■ **YOUR GOAL**
Locate every line in the records below that contains the word "waterfall" and copy each one. Case counts.

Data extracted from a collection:
[Start]
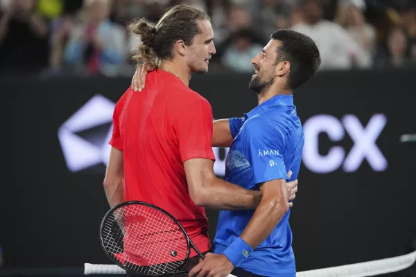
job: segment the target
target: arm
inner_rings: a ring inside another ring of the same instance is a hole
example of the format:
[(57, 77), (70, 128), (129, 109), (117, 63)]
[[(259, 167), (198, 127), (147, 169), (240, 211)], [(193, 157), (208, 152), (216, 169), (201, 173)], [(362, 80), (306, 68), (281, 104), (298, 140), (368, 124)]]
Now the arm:
[(212, 146), (230, 147), (245, 120), (241, 117), (214, 120)]
[[(284, 126), (270, 125), (261, 118), (252, 120), (242, 134), (245, 141), (245, 154), (253, 168), (253, 181), (259, 184), (262, 199), (243, 233), (223, 254), (207, 255), (189, 276), (227, 276), (276, 228), (289, 209), (286, 186), (287, 176), (282, 154), (285, 145)], [(258, 132), (261, 129), (262, 132)], [(270, 140), (270, 138), (273, 138)], [(259, 149), (274, 150), (274, 154), (258, 156)], [(272, 161), (272, 163), (270, 163)]]
[(112, 208), (124, 202), (124, 163), (123, 152), (111, 148), (110, 160), (104, 179), (104, 190), (107, 200)]
[(259, 205), (260, 192), (217, 178), (213, 166), (214, 161), (207, 159), (192, 159), (184, 163), (189, 195), (196, 204), (221, 210), (254, 209)]
[(214, 120), (211, 145), (214, 147), (229, 147), (234, 138), (231, 135), (228, 119)]
[(252, 217), (240, 235), (252, 249), (255, 249), (276, 228), (289, 209), (286, 180), (279, 179), (263, 184), (263, 198)]

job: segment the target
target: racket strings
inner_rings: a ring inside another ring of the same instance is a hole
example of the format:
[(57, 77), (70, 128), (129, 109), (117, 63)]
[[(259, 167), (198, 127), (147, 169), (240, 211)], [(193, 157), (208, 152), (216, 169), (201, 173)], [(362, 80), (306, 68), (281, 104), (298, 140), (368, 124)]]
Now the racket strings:
[(176, 271), (187, 258), (188, 242), (176, 222), (151, 206), (121, 206), (103, 224), (103, 245), (130, 270), (150, 275)]

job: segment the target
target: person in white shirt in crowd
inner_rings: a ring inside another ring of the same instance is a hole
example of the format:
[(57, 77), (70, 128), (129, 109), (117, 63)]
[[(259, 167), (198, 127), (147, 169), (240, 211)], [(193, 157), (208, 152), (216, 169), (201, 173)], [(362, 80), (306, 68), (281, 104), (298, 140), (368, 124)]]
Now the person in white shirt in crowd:
[(371, 66), (367, 55), (352, 36), (338, 24), (322, 19), (320, 4), (306, 0), (303, 5), (303, 22), (292, 30), (311, 37), (319, 48), (320, 69), (349, 69)]

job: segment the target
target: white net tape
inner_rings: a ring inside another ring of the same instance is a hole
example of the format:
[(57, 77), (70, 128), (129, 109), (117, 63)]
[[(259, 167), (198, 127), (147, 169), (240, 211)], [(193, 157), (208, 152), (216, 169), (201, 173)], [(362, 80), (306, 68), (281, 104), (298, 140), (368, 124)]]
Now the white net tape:
[[(342, 265), (297, 272), (297, 277), (366, 277), (396, 272), (411, 267), (416, 261), (416, 251), (398, 257), (371, 262)], [(125, 274), (117, 265), (85, 264), (84, 274)], [(229, 275), (232, 277), (233, 275)], [(236, 277), (236, 276), (234, 276)]]

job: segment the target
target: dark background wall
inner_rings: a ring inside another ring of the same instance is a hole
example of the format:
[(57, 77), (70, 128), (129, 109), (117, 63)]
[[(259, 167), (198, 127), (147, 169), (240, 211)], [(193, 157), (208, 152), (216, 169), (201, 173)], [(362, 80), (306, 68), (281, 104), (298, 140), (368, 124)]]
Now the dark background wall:
[[(408, 70), (321, 73), (296, 92), (307, 155), (291, 218), (298, 271), (410, 250), (416, 239), (416, 143), (399, 138), (416, 133), (415, 76)], [(257, 105), (250, 79), (209, 74), (195, 76), (191, 87), (209, 100), (215, 118), (241, 116)], [(4, 170), (11, 174), (0, 187), (6, 268), (110, 263), (98, 240), (109, 208), (102, 188), (105, 145), (112, 105), (129, 84), (127, 79), (0, 82), (8, 98), (3, 111), (11, 117), (11, 142), (3, 145), (11, 166)], [(80, 109), (79, 117), (64, 124)], [(329, 134), (315, 132), (327, 127)], [(220, 175), (225, 151), (216, 152)], [(334, 154), (332, 161), (329, 154)], [(207, 213), (213, 235), (217, 212)]]

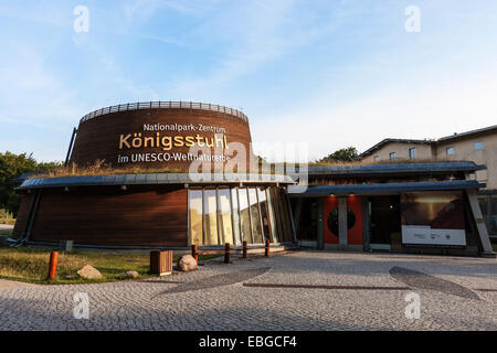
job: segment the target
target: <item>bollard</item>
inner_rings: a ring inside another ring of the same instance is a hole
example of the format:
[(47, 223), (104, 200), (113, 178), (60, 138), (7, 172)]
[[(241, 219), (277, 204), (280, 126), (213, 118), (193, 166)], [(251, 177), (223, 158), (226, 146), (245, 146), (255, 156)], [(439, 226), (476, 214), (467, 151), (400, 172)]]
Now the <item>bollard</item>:
[(195, 259), (197, 264), (199, 264), (199, 252), (197, 250), (197, 244), (191, 246), (191, 256)]
[(242, 253), (242, 257), (246, 258), (246, 242), (243, 242), (243, 253)]
[(224, 264), (230, 264), (230, 243), (224, 245)]
[(57, 272), (57, 252), (50, 253), (49, 279), (55, 279), (55, 274)]

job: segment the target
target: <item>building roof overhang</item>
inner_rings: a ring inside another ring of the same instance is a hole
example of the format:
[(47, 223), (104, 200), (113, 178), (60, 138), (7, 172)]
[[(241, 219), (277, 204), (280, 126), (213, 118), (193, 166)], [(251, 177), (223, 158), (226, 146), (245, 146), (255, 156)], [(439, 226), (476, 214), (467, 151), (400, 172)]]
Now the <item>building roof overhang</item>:
[(160, 185), (160, 184), (293, 184), (282, 174), (243, 173), (147, 173), (39, 178), (25, 180), (17, 190), (65, 186)]
[(387, 146), (389, 143), (432, 145), (433, 141), (432, 140), (413, 140), (413, 139), (392, 139), (392, 138), (388, 138), (388, 139), (381, 140), (380, 142), (378, 142), (373, 147), (371, 147), (371, 148), (367, 149), (366, 151), (363, 151), (362, 153), (360, 153), (359, 158), (363, 158), (366, 156), (369, 156), (372, 152), (374, 152), (376, 150), (379, 150), (380, 148), (382, 148), (383, 146)]
[(486, 165), (474, 162), (426, 162), (426, 163), (383, 163), (383, 164), (345, 164), (309, 165), (309, 176), (367, 176), (398, 174), (451, 174), (455, 172), (472, 173), (485, 170)]

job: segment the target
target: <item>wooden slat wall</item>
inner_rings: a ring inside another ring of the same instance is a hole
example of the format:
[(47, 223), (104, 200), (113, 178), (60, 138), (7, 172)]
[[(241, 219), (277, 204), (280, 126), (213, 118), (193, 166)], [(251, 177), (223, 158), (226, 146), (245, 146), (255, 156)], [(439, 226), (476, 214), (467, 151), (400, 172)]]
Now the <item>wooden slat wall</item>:
[(23, 236), (23, 232), (27, 226), (28, 215), (30, 212), (31, 202), (34, 199), (34, 193), (25, 193), (22, 195), (21, 206), (19, 207), (18, 217), (15, 218), (15, 225), (12, 232), (13, 238), (20, 238)]
[(184, 189), (163, 186), (45, 190), (31, 239), (187, 246), (187, 195)]

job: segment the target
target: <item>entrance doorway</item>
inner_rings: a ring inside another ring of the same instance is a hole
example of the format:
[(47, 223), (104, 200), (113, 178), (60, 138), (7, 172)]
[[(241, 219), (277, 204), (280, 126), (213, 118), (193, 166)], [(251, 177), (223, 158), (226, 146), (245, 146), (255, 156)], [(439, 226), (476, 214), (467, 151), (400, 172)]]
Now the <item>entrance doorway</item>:
[(369, 197), (371, 250), (402, 250), (400, 196)]
[[(340, 216), (340, 200), (342, 212)], [(322, 204), (324, 243), (342, 246), (361, 246), (362, 237), (362, 199), (358, 196), (326, 197)], [(340, 221), (340, 217), (342, 220)], [(345, 226), (340, 231), (340, 224)], [(340, 235), (340, 232), (341, 235)]]

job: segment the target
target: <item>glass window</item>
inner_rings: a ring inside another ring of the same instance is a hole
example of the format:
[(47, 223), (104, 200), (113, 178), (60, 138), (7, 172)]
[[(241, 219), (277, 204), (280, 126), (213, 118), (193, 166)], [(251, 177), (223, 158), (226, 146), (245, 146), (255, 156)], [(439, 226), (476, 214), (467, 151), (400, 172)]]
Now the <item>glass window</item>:
[(483, 142), (482, 141), (473, 142), (473, 149), (474, 150), (483, 150), (484, 149)]
[(273, 243), (279, 243), (278, 232), (276, 227), (276, 217), (274, 211), (274, 200), (271, 193), (271, 189), (266, 189), (266, 197), (267, 197), (267, 208), (269, 210), (269, 225), (271, 232), (273, 233)]
[(246, 189), (239, 189), (239, 202), (240, 202), (240, 218), (242, 221), (242, 239), (248, 244), (252, 244), (251, 235), (251, 218), (248, 211), (248, 199), (246, 195)]
[(218, 190), (219, 201), (219, 229), (221, 233), (221, 244), (234, 244), (231, 224), (231, 200), (230, 189)]
[(488, 210), (488, 233), (497, 235), (497, 195), (490, 196), (490, 210)]
[(235, 244), (242, 244), (240, 237), (240, 218), (239, 218), (239, 193), (236, 189), (231, 190), (231, 204), (233, 206), (233, 237)]
[(203, 191), (203, 222), (205, 228), (204, 245), (219, 245), (215, 190)]
[(261, 220), (262, 220), (262, 226), (263, 226), (263, 235), (264, 235), (264, 242), (269, 239), (269, 220), (267, 216), (267, 201), (266, 201), (266, 193), (264, 192), (264, 188), (257, 188), (257, 199), (258, 199), (258, 210), (261, 210)]
[(252, 235), (254, 238), (254, 243), (261, 244), (263, 243), (262, 231), (261, 231), (261, 218), (258, 215), (257, 207), (257, 194), (255, 189), (248, 189), (248, 202), (251, 205), (251, 221), (252, 221)]
[(202, 190), (189, 190), (190, 242), (203, 244), (202, 232)]

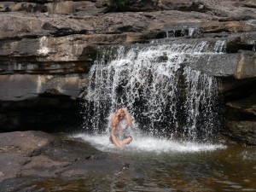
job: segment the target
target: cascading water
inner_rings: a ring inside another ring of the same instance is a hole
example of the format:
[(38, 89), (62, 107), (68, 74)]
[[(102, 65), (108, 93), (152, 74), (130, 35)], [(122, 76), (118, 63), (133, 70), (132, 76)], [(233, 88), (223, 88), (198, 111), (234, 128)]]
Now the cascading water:
[(110, 116), (127, 108), (134, 127), (151, 135), (207, 137), (214, 131), (217, 80), (184, 63), (222, 54), (224, 41), (102, 48), (84, 92), (84, 128), (109, 131)]

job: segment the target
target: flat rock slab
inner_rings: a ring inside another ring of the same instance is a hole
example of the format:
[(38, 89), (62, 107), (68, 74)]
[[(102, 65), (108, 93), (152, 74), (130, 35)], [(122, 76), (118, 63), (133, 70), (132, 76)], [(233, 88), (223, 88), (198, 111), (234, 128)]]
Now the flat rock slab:
[(128, 166), (114, 154), (49, 133), (0, 134), (0, 182), (17, 176), (63, 178), (86, 177), (91, 172), (117, 174)]

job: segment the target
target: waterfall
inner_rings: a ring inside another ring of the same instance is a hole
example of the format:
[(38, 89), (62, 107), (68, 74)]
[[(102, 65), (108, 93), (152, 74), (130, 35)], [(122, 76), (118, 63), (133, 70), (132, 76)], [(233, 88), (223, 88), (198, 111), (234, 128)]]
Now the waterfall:
[(210, 137), (218, 81), (192, 70), (201, 56), (223, 54), (224, 41), (102, 47), (84, 91), (84, 128), (102, 133), (110, 116), (127, 108), (135, 129), (151, 135)]

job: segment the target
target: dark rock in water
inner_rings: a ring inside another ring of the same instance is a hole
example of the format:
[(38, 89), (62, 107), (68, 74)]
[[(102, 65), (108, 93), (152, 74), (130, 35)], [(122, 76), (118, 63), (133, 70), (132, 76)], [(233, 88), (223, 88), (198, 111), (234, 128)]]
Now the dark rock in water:
[(73, 177), (114, 174), (125, 162), (84, 143), (42, 131), (0, 134), (0, 182), (19, 177)]
[(201, 58), (191, 67), (218, 77), (225, 102), (254, 91), (254, 1), (131, 0), (119, 9), (108, 6), (103, 0), (0, 3), (2, 131), (76, 127), (97, 45), (224, 41), (222, 55)]
[(232, 138), (242, 143), (256, 145), (256, 121), (230, 121), (227, 123)]

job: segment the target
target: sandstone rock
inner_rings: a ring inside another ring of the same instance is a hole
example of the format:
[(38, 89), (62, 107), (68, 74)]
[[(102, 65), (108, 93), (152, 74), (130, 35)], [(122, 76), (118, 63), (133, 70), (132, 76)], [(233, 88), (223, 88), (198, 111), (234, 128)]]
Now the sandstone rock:
[(78, 98), (86, 82), (86, 75), (1, 75), (2, 101), (19, 101), (38, 96), (44, 93), (65, 95)]
[(230, 121), (227, 127), (231, 137), (242, 141), (247, 144), (256, 145), (256, 122), (253, 121)]
[(41, 131), (0, 134), (0, 182), (15, 177), (73, 177), (115, 174), (125, 166), (116, 155), (107, 154), (77, 141)]
[(241, 113), (252, 113), (256, 116), (256, 95), (253, 94), (239, 101), (230, 102), (227, 106), (238, 109)]
[(256, 53), (241, 52), (241, 59), (235, 77), (238, 79), (256, 77)]
[(44, 132), (17, 131), (0, 134), (0, 153), (15, 153), (24, 156), (40, 154), (40, 150), (53, 144), (55, 138)]

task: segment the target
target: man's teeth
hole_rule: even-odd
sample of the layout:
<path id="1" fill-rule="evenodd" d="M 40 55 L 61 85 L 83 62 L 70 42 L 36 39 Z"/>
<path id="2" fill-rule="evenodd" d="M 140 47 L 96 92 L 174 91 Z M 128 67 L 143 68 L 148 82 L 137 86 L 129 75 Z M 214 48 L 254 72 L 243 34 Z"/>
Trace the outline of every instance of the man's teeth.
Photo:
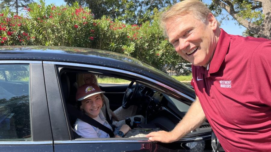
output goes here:
<path id="1" fill-rule="evenodd" d="M 192 54 L 193 52 L 194 52 L 194 51 L 195 51 L 198 48 L 198 47 L 196 47 L 194 48 L 194 49 L 192 50 L 191 51 L 186 53 L 186 54 L 188 55 L 189 55 L 191 54 Z"/>
<path id="2" fill-rule="evenodd" d="M 97 110 L 98 110 L 98 108 L 96 108 L 96 109 L 91 109 L 92 111 L 96 111 Z"/>

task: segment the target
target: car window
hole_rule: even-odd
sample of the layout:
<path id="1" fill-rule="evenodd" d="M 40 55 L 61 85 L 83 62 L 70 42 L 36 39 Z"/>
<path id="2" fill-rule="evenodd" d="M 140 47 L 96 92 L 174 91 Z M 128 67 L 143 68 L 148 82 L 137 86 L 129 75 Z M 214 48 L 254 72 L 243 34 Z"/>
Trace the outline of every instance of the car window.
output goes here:
<path id="1" fill-rule="evenodd" d="M 131 83 L 130 81 L 116 78 L 98 75 L 97 75 L 97 77 L 98 83 L 99 84 L 129 84 Z"/>
<path id="2" fill-rule="evenodd" d="M 31 140 L 29 65 L 0 65 L 0 140 Z"/>

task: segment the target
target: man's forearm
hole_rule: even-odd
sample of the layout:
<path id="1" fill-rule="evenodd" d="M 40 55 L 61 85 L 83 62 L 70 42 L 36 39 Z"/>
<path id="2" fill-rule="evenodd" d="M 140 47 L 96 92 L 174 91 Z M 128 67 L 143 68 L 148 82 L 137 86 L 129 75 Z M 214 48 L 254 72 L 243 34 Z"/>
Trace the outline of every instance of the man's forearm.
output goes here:
<path id="1" fill-rule="evenodd" d="M 179 139 L 199 126 L 205 119 L 205 114 L 197 97 L 183 118 L 171 132 Z"/>

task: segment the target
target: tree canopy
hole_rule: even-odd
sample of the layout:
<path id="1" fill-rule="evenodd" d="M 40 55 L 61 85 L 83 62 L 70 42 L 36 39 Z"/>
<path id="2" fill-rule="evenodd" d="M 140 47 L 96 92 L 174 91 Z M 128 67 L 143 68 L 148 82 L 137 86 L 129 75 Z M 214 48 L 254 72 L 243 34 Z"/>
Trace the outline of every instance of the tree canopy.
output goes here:
<path id="1" fill-rule="evenodd" d="M 270 0 L 213 0 L 209 7 L 216 15 L 225 10 L 247 28 L 245 35 L 271 39 Z"/>
<path id="2" fill-rule="evenodd" d="M 130 24 L 139 24 L 151 20 L 153 10 L 176 3 L 177 0 L 64 0 L 71 5 L 76 1 L 92 10 L 94 18 L 105 15 Z"/>
<path id="3" fill-rule="evenodd" d="M 27 6 L 27 5 L 33 2 L 33 0 L 0 0 L 0 9 L 8 7 L 11 10 L 14 10 L 18 14 L 19 10 Z"/>

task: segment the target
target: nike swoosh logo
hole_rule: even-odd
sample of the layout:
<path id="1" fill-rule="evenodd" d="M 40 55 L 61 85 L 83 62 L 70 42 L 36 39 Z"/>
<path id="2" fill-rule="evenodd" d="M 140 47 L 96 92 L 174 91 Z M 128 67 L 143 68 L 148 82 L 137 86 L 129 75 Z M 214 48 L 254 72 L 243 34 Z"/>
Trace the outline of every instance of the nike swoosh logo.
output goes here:
<path id="1" fill-rule="evenodd" d="M 199 81 L 200 80 L 203 80 L 203 79 L 199 79 L 198 77 L 197 77 L 197 81 Z"/>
[End]
■ **ANSWER BELOW**
target: waterfall
Now the waterfall:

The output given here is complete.